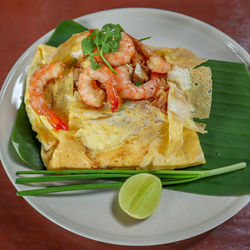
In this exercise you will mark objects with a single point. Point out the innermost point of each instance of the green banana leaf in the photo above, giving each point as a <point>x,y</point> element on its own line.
<point>227,141</point>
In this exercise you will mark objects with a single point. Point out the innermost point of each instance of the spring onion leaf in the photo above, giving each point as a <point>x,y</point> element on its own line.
<point>167,177</point>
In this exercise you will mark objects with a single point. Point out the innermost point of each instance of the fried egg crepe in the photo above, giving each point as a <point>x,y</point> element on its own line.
<point>139,135</point>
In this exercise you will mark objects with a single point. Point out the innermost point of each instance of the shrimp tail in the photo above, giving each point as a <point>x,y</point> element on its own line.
<point>113,97</point>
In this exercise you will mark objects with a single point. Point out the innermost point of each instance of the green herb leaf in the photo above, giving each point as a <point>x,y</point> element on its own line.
<point>64,31</point>
<point>112,31</point>
<point>87,46</point>
<point>105,40</point>
<point>95,65</point>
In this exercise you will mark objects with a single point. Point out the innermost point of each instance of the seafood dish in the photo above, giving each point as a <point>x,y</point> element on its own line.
<point>104,99</point>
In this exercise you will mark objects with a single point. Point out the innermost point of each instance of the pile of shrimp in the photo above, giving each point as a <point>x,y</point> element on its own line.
<point>133,63</point>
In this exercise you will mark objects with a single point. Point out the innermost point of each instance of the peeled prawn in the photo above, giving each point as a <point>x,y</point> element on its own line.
<point>128,90</point>
<point>92,94</point>
<point>123,55</point>
<point>37,85</point>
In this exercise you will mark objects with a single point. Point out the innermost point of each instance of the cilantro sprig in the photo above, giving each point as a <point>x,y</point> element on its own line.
<point>105,40</point>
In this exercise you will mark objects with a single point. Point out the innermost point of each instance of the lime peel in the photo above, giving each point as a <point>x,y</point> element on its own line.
<point>140,195</point>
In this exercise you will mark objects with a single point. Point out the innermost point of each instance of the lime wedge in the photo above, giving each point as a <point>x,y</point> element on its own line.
<point>140,195</point>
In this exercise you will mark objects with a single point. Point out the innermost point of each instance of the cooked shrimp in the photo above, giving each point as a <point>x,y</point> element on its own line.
<point>37,85</point>
<point>128,90</point>
<point>92,94</point>
<point>155,62</point>
<point>123,55</point>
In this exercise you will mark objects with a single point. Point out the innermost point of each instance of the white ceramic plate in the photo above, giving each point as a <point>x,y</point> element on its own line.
<point>96,215</point>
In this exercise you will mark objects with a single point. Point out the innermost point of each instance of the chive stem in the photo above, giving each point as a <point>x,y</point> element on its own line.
<point>64,188</point>
<point>168,177</point>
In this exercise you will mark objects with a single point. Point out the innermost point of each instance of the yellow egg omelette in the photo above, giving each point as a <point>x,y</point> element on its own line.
<point>155,132</point>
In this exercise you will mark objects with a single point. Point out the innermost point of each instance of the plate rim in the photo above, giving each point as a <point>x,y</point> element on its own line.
<point>243,200</point>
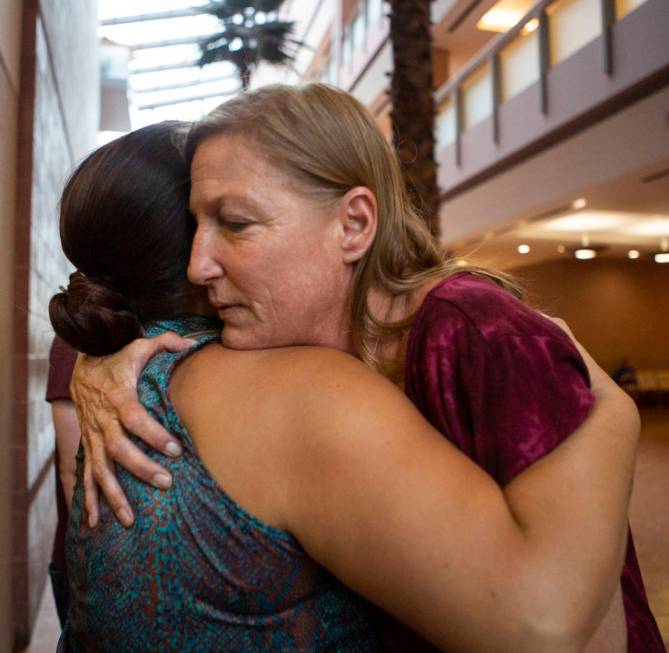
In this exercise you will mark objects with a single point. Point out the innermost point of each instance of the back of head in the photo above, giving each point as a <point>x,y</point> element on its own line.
<point>125,226</point>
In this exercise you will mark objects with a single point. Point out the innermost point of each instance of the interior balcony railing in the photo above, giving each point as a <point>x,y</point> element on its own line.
<point>566,62</point>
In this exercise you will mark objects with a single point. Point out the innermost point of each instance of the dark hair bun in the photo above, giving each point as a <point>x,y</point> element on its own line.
<point>93,317</point>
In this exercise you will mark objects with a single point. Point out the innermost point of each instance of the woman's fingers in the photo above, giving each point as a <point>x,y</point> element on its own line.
<point>119,448</point>
<point>104,476</point>
<point>91,499</point>
<point>134,418</point>
<point>105,394</point>
<point>142,350</point>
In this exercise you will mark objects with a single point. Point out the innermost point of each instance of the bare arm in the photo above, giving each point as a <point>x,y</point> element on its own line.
<point>68,436</point>
<point>405,519</point>
<point>104,391</point>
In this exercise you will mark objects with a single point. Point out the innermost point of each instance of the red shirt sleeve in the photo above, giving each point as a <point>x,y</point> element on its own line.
<point>504,384</point>
<point>61,363</point>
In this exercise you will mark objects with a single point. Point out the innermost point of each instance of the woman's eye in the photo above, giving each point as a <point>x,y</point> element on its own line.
<point>234,225</point>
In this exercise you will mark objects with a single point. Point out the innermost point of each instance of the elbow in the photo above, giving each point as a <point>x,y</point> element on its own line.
<point>557,624</point>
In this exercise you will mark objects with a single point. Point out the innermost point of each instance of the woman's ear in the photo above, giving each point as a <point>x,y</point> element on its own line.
<point>358,220</point>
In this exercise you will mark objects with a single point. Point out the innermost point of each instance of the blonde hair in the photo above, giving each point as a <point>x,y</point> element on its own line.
<point>325,138</point>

====================

Prompt: Would you retype every line shown above exactly, leaving the pictures aside?

Task response:
In this exercise you will mark objects with a single point. Point out the innermost point of each instance of the green banana leaf in the photo above, giving each point as a <point>x,y</point> element on its own line.
<point>227,141</point>
In this exercise you will mark objects with a single point. Point out the innermost point of each instance of the spring onion leaf in the photo above, giving each point as a <point>x,y</point> element on its own line.
<point>167,177</point>
In this exercise you will mark objects with a single point. Point out the innermost point of each instance of the fried egg crepe in the photo above, giving each point as a <point>x,y</point> element on its own line.
<point>139,135</point>
In this exercise you will mark objects with a single point. Point out the innermost point of each instance of the shrimp tail in the photo above, giving each point as a <point>x,y</point> element on its own line.
<point>113,97</point>
In this exercise you will mark objects with a single point. Point out the innermost point of each instance of the green herb leaf in the photo above, giving each point as a <point>x,y</point> element on its own line.
<point>64,31</point>
<point>112,31</point>
<point>87,46</point>
<point>105,40</point>
<point>95,65</point>
In this exercise you will mark objects with a single point. Point out the innermost point of each instance of the seafood dish in the photo above, giving each point as a <point>x,y</point> element on its own line.
<point>104,99</point>
In this exercise you will mark objects with a single point. Point out the innermost point of each instance of the pile of shrimp in the photo above, giving each point as a <point>x,y</point> element on its own line.
<point>133,63</point>
In this exercise you will mark objects with a single point. Point out the innermost point of each instance of the peeled prawn in the photo above, giving each point as a <point>x,y</point> element on its own line.
<point>128,90</point>
<point>92,94</point>
<point>123,55</point>
<point>37,85</point>
In this exercise you will mark objects with a single point. Point out the innermost point of each instance of the cilantro sprig in the photo above, giving each point as a <point>x,y</point> element on its own line.
<point>105,40</point>
In this exercise you will mark objects with a single point. Point out the innermost point of each instance of the lime peel in the photo above, giving each point as a <point>x,y</point> element on its own line.
<point>140,195</point>
In this exercise you will mark objects with a single point. Point out the innermost point of each instance of the lime wedge in the photo above, giving each point as a <point>x,y</point> element on its own line.
<point>140,195</point>
In this exercise you will mark objects with a single point. Point out the innermost point of each instance of the cooked shrimp in the photo above, giving each point as a <point>x,y</point> element on its own line.
<point>37,85</point>
<point>128,90</point>
<point>92,94</point>
<point>155,62</point>
<point>123,55</point>
In this exercise you will mark objects with a single point. Point out the innermost point of each instance of the white ceramic plate in the photo above, giving each point as a <point>x,y</point> element on its own line.
<point>96,215</point>
In this exercise you will mark objects with a single point. Point out the innermost point of each instance of the chive stem in the photo above, giving each point as a <point>x,y</point> element on its own line.
<point>64,188</point>
<point>168,177</point>
In this exercise you will mark objects with a single point. Point out the innermost point of each instance of the yellow egg omelette in the photo above, giving each point as a <point>x,y</point> element on its own line.
<point>155,132</point>
In this exercise you will mark objects with a single point. Point out the innermost point of each instance of the plate rim in the photo above, giving each point as a <point>x,y</point> element on its own line.
<point>243,200</point>
In this exercise you will mark objects with a single point. Point out the innermost point of each instance of the back of head in the photo above, giving each point as a <point>x,y</point> element on its own line.
<point>125,226</point>
In this exercise you will mark objects with a single point. Point out the innermost point of each instance of the interior balcony railing in the photo above, giving each point as a <point>x,y</point> element on its own line.
<point>566,62</point>
In this exercise you will mark objects with a single point. Point out the innermost point of each instance of the dark hair bun in the photo above, giving each point as a <point>x,y</point> element on its own line.
<point>93,317</point>
In this exercise you will mark objects with a single point. Point out the innermost point of each instance of the woman's fingers in the photo above, giving each point as a <point>x,y</point> element on its own line.
<point>119,448</point>
<point>104,476</point>
<point>91,499</point>
<point>134,418</point>
<point>105,394</point>
<point>142,350</point>
In this exercise you will mark objects with a single point. Point out the innermost point of each instance of the bare arm in the photo above, giving each point as a <point>x,y</point> element on its own line.
<point>68,436</point>
<point>405,519</point>
<point>104,391</point>
In this exercise you will mark objects with a single point. Point out the innermost point of each instance of the red shirt sleeve in the photo above, giving each point as a <point>x,y</point> element on its own line.
<point>504,384</point>
<point>61,363</point>
In this exercise you will mark objects with a single point. Point out the innermost point of each instance of the woman's eye in the photo above, giving each point as a <point>x,y</point> element on its own line.
<point>234,225</point>
In this exercise you will mark objects with a single point. Point out the innermost point of each instance of the elbow in the photo above, giving each point as a <point>x,y</point> element on its own line.
<point>557,624</point>
In this exercise you will mark objects with a single point. Point out the innermost point of each instance of the woman's ear in the photo above, giving each point as a <point>x,y</point> element on its own line.
<point>358,220</point>
In this exercise you will mark objects with a single point. Point out the innermost point of each instance of the blonde hair in the photo above, giving each point as a <point>x,y</point> element on its own line.
<point>325,138</point>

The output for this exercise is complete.